BEGIN RECORD EXTRACTS
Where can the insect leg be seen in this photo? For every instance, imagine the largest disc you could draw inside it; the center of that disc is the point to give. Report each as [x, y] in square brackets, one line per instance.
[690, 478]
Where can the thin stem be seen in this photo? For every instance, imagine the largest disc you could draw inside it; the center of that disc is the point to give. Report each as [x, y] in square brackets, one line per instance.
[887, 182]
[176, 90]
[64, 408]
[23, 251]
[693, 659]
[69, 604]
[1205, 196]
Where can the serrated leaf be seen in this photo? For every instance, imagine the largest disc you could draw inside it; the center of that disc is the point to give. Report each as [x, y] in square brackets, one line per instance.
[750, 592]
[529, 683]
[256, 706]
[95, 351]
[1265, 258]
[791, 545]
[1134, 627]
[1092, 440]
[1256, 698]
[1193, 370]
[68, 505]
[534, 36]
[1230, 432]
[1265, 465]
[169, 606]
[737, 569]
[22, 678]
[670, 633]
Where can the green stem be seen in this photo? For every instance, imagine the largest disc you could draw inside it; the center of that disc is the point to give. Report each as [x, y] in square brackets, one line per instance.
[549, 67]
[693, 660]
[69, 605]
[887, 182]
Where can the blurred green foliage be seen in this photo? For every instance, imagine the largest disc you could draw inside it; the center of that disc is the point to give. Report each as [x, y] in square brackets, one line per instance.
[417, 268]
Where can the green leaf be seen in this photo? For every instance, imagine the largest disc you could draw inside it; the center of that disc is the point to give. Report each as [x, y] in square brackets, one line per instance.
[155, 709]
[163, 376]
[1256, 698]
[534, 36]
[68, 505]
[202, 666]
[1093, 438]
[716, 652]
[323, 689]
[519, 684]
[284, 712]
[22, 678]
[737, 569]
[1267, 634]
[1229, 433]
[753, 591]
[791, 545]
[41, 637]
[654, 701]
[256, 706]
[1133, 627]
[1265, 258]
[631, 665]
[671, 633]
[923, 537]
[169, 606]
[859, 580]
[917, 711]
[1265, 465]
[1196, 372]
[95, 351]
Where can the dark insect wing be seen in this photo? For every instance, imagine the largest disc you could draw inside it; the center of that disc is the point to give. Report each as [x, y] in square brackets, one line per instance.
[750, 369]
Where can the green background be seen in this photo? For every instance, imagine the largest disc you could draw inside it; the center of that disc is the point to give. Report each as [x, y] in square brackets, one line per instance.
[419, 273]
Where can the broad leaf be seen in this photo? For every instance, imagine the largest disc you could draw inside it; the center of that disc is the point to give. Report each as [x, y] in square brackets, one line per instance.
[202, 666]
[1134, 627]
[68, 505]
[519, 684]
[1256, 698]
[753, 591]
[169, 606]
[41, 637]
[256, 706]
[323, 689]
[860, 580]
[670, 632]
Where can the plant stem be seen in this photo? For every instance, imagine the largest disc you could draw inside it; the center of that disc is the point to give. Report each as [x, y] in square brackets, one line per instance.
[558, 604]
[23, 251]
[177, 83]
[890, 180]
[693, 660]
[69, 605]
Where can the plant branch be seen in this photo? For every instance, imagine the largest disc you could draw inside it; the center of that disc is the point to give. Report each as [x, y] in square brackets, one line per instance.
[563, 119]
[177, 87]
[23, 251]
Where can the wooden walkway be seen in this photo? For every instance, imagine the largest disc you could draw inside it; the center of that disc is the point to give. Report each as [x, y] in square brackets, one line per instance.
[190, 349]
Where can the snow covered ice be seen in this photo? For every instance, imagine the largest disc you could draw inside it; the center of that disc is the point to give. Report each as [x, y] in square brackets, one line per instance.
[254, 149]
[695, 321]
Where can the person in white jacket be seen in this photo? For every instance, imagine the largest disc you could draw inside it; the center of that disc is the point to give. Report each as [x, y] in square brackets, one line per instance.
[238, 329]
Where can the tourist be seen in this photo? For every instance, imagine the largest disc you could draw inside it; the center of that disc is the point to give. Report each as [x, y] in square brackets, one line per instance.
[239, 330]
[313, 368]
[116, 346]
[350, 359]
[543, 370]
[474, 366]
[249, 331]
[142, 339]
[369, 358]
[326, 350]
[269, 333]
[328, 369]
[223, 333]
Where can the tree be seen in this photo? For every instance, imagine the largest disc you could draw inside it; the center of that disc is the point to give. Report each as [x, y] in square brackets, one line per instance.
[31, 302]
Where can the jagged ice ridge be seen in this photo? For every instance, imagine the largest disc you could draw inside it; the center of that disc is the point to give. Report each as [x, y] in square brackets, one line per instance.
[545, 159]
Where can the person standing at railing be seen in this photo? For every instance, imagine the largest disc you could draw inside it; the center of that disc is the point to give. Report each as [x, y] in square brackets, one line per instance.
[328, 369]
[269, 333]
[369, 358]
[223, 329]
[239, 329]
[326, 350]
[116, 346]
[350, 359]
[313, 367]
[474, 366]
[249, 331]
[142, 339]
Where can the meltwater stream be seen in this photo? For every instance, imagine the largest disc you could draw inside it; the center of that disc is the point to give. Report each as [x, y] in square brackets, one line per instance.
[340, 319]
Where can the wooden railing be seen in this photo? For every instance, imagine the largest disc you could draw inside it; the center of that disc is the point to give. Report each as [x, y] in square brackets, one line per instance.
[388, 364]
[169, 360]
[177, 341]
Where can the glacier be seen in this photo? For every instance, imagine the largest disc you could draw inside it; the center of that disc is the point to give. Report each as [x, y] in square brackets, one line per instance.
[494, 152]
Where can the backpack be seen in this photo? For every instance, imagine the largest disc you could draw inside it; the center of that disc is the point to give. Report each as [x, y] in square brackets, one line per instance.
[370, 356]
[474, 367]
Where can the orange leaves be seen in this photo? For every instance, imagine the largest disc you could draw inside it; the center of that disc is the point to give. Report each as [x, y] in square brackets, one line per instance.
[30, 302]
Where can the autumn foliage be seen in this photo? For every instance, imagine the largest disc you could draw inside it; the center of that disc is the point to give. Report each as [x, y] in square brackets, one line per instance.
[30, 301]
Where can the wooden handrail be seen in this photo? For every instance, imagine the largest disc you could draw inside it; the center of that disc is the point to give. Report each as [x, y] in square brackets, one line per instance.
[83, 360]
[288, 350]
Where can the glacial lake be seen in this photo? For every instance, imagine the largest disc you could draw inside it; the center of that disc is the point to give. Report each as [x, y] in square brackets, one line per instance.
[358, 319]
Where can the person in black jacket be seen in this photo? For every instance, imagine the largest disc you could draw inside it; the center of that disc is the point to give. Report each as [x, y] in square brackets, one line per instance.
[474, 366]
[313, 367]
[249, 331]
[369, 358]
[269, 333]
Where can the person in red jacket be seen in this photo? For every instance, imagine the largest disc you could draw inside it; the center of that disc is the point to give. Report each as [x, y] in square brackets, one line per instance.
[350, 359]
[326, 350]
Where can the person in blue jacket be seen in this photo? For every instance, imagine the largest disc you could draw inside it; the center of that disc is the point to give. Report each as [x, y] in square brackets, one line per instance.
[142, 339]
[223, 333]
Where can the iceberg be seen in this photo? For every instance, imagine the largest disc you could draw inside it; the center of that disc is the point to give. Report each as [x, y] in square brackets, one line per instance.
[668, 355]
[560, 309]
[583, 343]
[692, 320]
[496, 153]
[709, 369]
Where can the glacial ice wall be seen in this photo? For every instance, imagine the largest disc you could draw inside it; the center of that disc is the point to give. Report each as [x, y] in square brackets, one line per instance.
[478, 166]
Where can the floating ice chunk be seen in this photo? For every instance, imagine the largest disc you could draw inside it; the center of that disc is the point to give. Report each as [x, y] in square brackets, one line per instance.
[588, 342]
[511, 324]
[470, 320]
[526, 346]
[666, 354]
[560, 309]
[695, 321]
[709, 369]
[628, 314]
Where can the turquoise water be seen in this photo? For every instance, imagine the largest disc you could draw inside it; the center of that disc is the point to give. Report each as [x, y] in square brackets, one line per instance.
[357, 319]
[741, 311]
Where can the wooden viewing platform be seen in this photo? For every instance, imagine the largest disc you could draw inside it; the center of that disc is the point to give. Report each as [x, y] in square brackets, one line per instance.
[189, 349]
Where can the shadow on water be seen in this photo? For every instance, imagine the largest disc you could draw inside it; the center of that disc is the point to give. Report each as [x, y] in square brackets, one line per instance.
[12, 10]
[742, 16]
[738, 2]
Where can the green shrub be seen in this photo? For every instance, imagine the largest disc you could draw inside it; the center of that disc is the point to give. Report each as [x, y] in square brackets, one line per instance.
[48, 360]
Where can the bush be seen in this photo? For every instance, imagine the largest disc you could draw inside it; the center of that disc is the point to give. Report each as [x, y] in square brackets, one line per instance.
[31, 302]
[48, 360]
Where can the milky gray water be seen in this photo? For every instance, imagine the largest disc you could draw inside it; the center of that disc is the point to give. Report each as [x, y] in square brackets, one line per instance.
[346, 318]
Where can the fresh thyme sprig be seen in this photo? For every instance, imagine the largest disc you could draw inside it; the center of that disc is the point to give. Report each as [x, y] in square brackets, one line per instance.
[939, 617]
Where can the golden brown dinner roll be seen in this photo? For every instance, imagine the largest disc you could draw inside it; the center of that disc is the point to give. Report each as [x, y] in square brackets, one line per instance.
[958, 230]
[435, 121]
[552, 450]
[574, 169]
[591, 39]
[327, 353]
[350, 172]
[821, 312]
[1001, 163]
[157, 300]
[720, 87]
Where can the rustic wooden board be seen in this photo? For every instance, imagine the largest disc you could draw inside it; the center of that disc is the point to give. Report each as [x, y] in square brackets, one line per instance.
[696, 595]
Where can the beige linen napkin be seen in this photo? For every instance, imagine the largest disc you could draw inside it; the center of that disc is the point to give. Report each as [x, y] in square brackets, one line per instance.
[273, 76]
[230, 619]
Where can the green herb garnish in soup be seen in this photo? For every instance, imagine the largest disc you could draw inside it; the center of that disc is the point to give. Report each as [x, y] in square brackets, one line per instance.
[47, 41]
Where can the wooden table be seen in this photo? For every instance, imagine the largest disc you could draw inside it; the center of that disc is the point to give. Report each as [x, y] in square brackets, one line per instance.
END RECORD EXTRACTS
EXERCISE BRIEF:
Reproduce the line containing "Where can the green herb" and every line after it. Stop at the last line of the records, and add nothing.

EXPECTED ANSWER:
Where can the green herb garnish in soup be seen in this photo? For every instance, imagine the largest disc you could draw inside it; the center of that disc is the point to give. Report each as [x, y] in square brackets, one line per instance.
[47, 41]
Where can the wooden table be seen in this photo? For every instance, imagine the largest disc you could draw inside it; the center of that disc is the point to give. Report each as [x, y] in square brackets, one line per instance.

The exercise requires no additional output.